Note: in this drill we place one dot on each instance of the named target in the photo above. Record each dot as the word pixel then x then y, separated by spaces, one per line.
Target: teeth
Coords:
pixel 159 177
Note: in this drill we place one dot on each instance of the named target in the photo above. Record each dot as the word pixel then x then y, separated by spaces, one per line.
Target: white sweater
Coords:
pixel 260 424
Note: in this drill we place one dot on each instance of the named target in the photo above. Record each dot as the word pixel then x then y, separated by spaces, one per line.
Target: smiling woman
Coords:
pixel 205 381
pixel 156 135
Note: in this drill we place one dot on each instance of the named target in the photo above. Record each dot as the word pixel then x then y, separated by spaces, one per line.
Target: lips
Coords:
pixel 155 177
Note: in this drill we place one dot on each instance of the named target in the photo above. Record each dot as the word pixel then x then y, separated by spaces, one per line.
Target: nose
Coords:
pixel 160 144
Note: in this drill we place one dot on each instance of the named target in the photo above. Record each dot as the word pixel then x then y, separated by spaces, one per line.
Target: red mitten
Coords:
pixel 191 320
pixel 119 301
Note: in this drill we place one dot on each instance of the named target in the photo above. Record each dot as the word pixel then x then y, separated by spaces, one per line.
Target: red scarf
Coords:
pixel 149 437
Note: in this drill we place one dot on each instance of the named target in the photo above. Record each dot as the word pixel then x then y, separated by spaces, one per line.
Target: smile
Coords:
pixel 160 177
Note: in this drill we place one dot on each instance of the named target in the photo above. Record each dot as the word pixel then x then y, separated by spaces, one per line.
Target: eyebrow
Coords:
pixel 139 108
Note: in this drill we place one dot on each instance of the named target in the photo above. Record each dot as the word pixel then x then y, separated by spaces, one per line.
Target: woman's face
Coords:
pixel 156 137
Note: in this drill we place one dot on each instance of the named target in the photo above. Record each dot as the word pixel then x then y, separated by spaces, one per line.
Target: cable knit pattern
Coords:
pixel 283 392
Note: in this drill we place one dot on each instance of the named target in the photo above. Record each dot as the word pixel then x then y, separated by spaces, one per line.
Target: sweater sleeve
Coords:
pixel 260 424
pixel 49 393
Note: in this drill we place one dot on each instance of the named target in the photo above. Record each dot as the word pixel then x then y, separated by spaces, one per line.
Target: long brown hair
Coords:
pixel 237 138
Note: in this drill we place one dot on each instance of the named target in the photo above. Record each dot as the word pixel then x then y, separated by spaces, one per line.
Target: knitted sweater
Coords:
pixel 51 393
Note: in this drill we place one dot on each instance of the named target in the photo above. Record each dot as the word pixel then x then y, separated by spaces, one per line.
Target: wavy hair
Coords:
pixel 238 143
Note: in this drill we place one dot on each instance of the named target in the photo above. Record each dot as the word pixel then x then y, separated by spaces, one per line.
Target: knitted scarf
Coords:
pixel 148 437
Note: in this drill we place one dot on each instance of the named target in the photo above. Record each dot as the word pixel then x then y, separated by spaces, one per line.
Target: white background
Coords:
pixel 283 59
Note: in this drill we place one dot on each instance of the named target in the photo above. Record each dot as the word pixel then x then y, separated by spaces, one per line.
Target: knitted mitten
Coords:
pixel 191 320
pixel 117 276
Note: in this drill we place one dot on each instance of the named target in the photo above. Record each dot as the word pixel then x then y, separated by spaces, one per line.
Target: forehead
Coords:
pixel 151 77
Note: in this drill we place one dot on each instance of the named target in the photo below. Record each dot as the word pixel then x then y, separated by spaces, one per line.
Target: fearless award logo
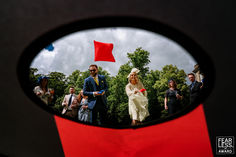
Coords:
pixel 225 145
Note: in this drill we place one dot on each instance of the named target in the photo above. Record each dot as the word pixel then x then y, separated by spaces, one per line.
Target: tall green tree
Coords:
pixel 140 59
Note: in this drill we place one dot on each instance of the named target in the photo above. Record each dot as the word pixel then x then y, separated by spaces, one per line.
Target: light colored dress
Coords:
pixel 138 103
pixel 43 96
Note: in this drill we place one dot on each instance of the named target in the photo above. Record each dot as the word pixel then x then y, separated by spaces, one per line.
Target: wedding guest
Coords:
pixel 42 91
pixel 70 106
pixel 84 114
pixel 172 98
pixel 138 102
pixel 95 87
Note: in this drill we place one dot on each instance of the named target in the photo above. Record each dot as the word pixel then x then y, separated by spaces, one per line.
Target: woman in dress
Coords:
pixel 172 98
pixel 138 102
pixel 42 91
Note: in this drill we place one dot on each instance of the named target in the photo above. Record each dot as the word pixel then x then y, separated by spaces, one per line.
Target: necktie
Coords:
pixel 192 85
pixel 70 100
pixel 95 79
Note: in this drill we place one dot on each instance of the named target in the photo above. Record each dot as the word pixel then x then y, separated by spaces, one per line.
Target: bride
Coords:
pixel 138 102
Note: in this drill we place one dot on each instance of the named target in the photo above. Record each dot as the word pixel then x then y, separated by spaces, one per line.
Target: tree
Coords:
pixel 140 59
pixel 161 85
pixel 154 106
pixel 57 81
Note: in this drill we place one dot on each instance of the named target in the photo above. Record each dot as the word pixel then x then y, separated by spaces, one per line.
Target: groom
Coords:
pixel 95 87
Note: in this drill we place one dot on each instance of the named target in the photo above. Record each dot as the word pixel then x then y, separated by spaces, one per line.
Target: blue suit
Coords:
pixel 96 103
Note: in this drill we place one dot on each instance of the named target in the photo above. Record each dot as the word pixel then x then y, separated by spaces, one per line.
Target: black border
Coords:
pixel 186 42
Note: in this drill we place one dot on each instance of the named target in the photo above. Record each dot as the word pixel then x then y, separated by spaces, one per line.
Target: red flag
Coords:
pixel 103 52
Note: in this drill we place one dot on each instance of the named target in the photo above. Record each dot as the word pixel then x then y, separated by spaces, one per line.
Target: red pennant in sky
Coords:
pixel 103 52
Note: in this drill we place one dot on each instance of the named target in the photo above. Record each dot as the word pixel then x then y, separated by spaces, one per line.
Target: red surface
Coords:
pixel 103 51
pixel 184 136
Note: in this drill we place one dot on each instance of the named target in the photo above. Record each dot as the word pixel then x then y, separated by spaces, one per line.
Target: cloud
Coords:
pixel 76 51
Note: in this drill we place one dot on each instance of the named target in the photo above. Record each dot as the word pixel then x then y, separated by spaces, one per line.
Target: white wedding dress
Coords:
pixel 138 103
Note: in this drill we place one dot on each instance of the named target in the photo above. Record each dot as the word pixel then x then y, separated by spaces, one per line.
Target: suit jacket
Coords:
pixel 90 87
pixel 66 101
pixel 195 93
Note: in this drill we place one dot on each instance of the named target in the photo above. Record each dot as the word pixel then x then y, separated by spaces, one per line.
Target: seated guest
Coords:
pixel 70 106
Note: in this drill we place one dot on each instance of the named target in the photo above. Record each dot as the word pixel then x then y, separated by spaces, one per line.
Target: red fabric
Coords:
pixel 184 136
pixel 103 51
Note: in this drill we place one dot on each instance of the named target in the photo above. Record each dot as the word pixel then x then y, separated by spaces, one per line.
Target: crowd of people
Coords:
pixel 90 105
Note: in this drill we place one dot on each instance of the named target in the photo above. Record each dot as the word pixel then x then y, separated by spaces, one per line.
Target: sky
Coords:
pixel 76 51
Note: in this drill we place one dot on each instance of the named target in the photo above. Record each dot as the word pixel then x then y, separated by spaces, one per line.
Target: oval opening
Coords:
pixel 142 73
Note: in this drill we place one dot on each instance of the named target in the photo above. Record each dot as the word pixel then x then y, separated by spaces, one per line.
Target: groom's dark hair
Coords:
pixel 93 65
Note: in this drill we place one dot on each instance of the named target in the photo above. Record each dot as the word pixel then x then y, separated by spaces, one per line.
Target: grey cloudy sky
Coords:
pixel 76 51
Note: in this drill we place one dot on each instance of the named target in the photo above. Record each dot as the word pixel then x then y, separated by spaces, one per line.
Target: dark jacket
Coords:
pixel 90 87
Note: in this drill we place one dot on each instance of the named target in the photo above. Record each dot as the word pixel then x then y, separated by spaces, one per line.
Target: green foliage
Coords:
pixel 161 85
pixel 57 81
pixel 140 59
pixel 155 82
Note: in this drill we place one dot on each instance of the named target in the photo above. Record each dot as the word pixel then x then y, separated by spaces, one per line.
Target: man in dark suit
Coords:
pixel 195 90
pixel 95 87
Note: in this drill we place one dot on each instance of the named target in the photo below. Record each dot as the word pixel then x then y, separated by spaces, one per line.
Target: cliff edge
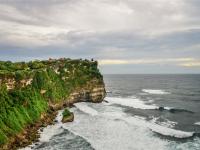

| Task objective |
Show all lines from the data that contain "dress".

| Written solution |
Target: light colored dress
Target: woman in dress
Target: white wedding dress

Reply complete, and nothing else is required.